*** Extract Section Begins ***

I remember my dad leaning out the door — one boot on linoleum, the other on a snow-covered step — knotting a thick yellow rope around a lantern attached to the back of our house.
My mom, sobbing, clung to his belt as a screeching gust of wind unfurled a curtain of snow over our kitchen, swirling, swirling until it wrapped around him like icy fingers trying to lift him up and into the storm.
“It’s not safe,” mom cried. “You’re going to die if you go out there.”
It was January 26, 1978 and I was 12-years-old.
Local TV weathermen had predicted snow, but nothing like this.
The barometric pressure plummeted to 958 millibars, the lowest ever recorded in the United States outside a tropical region.
And we were trapped in what would become known as The Great White Hurricane.
Our rural Ohio home, built in 1843, sat in the middle of flat, open farm fields at the highest point in Medina County, a stair-step plot of 270,000 acres about 30 miles south of Cleveland.

*** Extract Section Ends ***

§ **Problem 1**
Answer these from the 1978 blizzard account:
(a) On what date did the storm take place, and how old was the narrator then?
(b) How low did the barometric pressure fall?
(c) In what year was the family's Ohio home built?
§ **Problem 2**
Turn the paragraph of the 1978 blizzard account that begins "Our rural Ohio home" into a short bulleted list of its facts.
§ **Problem 3**
Carry on the 1978 blizzard account from its last sentence.

*** Provided data Section Begins ***

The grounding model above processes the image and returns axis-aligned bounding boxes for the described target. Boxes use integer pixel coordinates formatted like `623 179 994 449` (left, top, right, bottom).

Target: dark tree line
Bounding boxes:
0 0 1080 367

*** Provided data Section Ends ***

§ **Expected answer 1**
(a) January 26, 1978; the narrator was 12 years old.
(b) To 958 millibars, the lowest ever recorded in the United States outside a tropical region.
(c) 1843.

§ **Expected answer 2**
- Rural Ohio home, built in 1843
- Surrounded by flat, open farm fields
- At the highest point in Medina County
- Medina County: a stair-step plot of 270,000 acres
- About 30 miles south of Cleveland

§ **Expected answer 3**
The one-bathroom house was a humble man’s project. The beams and boards were held together by hand-hammered square nails, the walls insulated with nothing but ground-up corn cobs.
Unaccustomed to 100 mph gusts, the house snapped and popped in the whipping winds, but dad was certain it would hold.
His worry was the animals in the barn.
Our goat, Nanny, needed milked and my hand-me-down pony, Star — who had already been brushed, fed and ridden for 25 years by a dozen of my older cousins before arriving at our stable — needed fed. And both animals needed water because the troughs were almost certainly frozen solid by wind chills of -50 degrees.
The barn — three stories high and painted red — was only 90 yards from our back door, yet through the falling and blowing snow, we couldn’t spy a clue of its existence.
Dad had a plan: Tie one end of the yellow rope — the same rope he used to hang my swing from a black walnut tree the summer before — to the lantern on the back of the house and tie the other around his waist.
If he made it to the barn, he’d remove the rope from his waist and knot it around a beam, creating a sort of rope life line he could hold onto and safely journey back and forth in the blinding snow. If he couldn’t find the barn, he could at least follow the rope back home.
It seemed reasonable.
But dad wasn’t a farmer. He was a banker.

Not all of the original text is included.